Entries drawn from a collection
[Start]
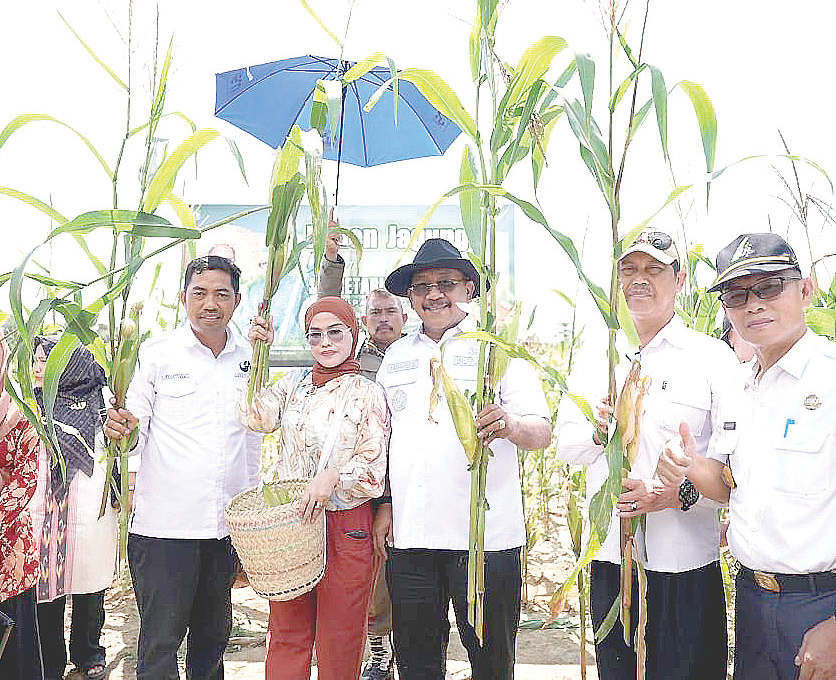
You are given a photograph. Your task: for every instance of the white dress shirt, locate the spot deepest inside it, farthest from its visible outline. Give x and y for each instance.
(195, 454)
(783, 509)
(693, 379)
(428, 470)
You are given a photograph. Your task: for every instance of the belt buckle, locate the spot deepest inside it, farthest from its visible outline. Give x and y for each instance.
(767, 581)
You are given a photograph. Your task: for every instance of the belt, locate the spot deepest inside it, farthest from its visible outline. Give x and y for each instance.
(822, 581)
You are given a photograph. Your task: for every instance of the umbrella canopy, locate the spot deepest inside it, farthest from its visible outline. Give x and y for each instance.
(266, 100)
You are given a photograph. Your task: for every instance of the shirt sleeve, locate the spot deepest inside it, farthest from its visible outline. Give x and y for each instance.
(727, 382)
(140, 398)
(364, 474)
(264, 414)
(330, 277)
(574, 435)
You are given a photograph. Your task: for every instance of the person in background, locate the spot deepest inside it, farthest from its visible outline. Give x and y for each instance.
(307, 405)
(780, 478)
(19, 445)
(428, 522)
(679, 545)
(77, 547)
(195, 457)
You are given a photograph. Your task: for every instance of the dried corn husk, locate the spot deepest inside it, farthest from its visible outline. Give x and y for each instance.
(459, 406)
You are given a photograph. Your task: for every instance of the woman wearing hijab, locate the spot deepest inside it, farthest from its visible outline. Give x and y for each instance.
(77, 547)
(333, 615)
(19, 444)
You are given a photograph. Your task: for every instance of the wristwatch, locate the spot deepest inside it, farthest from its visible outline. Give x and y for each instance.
(688, 494)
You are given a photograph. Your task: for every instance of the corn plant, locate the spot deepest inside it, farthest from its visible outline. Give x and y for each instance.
(81, 304)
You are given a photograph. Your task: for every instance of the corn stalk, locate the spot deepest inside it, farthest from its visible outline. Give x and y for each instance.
(108, 292)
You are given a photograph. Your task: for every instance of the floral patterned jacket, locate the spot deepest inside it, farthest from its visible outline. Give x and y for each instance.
(18, 478)
(305, 418)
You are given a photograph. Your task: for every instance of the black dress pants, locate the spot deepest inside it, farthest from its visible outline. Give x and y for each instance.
(85, 632)
(422, 584)
(686, 625)
(182, 585)
(21, 659)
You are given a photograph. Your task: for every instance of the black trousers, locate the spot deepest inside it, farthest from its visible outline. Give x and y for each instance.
(85, 632)
(21, 659)
(769, 628)
(686, 625)
(422, 583)
(181, 585)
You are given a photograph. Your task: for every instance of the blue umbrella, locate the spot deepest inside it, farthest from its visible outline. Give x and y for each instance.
(266, 100)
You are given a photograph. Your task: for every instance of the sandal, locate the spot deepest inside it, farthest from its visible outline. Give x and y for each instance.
(95, 672)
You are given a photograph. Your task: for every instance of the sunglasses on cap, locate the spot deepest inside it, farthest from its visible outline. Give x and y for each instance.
(765, 289)
(335, 336)
(657, 239)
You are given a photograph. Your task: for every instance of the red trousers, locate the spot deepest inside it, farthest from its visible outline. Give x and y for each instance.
(334, 614)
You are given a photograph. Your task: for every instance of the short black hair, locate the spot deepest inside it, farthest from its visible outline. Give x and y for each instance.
(201, 264)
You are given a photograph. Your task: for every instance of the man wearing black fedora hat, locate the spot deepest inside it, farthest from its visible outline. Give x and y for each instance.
(780, 479)
(430, 480)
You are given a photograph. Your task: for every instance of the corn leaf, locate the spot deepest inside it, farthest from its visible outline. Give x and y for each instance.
(442, 97)
(660, 101)
(107, 69)
(119, 220)
(34, 202)
(164, 177)
(533, 65)
(706, 119)
(470, 201)
(26, 118)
[End]
Retype all of the records above word for word, leaving the pictures out of your answer.

You are given a photograph. Your task: for every instance of the white dress shirt, locate the spot deepest inside it, farthest from its visible outline. Give x and y for each instance.
(195, 454)
(783, 509)
(693, 379)
(428, 470)
You are given a photograph. Your task: for every instance of the belt buckle, locate the spot deepest inside it, farthest from its visible outline. Give x and y for each instance.
(767, 581)
You are given a photograph. Your task: for every instance of the belt, locate the spot deepest inside it, farthest from its visible outline. Give x and y for each instance.
(822, 581)
You are given a photograph. Your task: for every instance of the umbrella canopy, locate the spot deepest inside it, farthest from its visible outline. Give x and y for each instance.
(266, 100)
You are given a photograph. Your task: for every instance of the shirt sleeve, locate the spot deepest inside it, farthest from its visible outline. Give x and y for each instance.
(727, 382)
(140, 398)
(364, 474)
(264, 414)
(330, 277)
(574, 435)
You are given a photograph. Your task: for every instance of the person in background, locate the spot deepest inside it, farthest from its visible outline. Give x and y for each instance.
(307, 405)
(780, 478)
(19, 445)
(428, 522)
(679, 545)
(77, 547)
(195, 457)
You are given a photograph. Your task: for every instance of the dried corn husk, locate the spot deepest inside it, farthest from its visible outline. Give x and y for each instance.
(459, 406)
You are given a photograph. Your task: for every instance of the woman wearing hijab, locate the spot deepest inside it, farthest from its visible outline. Give x and y for each instance.
(77, 547)
(333, 615)
(19, 444)
You are given a photograph. Your task: for every instance of the wristwatch, locate the spot deepest inside it, farthest from its visible outline. Give x and y for each instance.
(688, 494)
You are given a photograph. Your task: for every instance of the corn plant, locate the spot deepest inside it, farthest from its visible outline. Give x and y for each instance.
(81, 304)
You are given a photograph. Your task: for every instance of the corn stalk, locate the spot deepest inside it, farthest from its visible outline. Give x and y for each instance.
(108, 292)
You are given a photograph. Your task: for every instance of the floral patterned jacket, locate the spot deepest inside it, farthest from its visible outline. Give x and y for each instance.
(18, 478)
(305, 418)
You are given a photograph. Your task: for every instance of the black dress pants, locate the spot deepest inside it, farthest from its visible outline. Give x and y for each instance.
(85, 632)
(422, 584)
(686, 625)
(182, 585)
(21, 659)
You are given a photograph. Your task: for every instance of the black trousers, locate the spot deepest inside it, farthest from its visible outline. Give x and y for each instance.
(85, 632)
(21, 659)
(769, 628)
(686, 625)
(422, 583)
(181, 585)
You are given a photograph. Your task: for every instance of the blue umbrella, locate the spot deepest inside it, farthest from its visible outline. Give x and y for each instance.
(266, 100)
You are given a photograph. Your task: for every instance of the sandal, locate the spot deepest inside it, farthest from its visible outline. Give x and y for each instance.
(95, 672)
You are given a photograph. Your task: for every instance of the sunglasses on cap, locate the spot deepest inside it, farthest from its visible outline. Give x and y for each instance.
(765, 289)
(335, 336)
(657, 239)
You are given a photograph. Your task: for every instance of the red trousers, locate the spot deepest inside it, farthest from its visible outline. Give x and y for each instance.
(334, 614)
You are given a photograph. Your task: for every instance of the short black hair, locate the spot deepest inside it, farthest from its visible outline. Give x and y for each instance.
(201, 264)
You are given a photograph. Your task: for every instance of the man wearing black fedora hat, locate the spot deepest inside it, farthest from its visible outline. Give x and y for each instance.
(780, 479)
(430, 480)
You are given a photograph. Your task: for every instance of the corn leaf, locate the spot deepest inside it, farthest from its visible outline. Give x and y for each instance.
(442, 97)
(660, 101)
(107, 69)
(119, 220)
(34, 202)
(164, 177)
(533, 65)
(706, 119)
(470, 201)
(26, 118)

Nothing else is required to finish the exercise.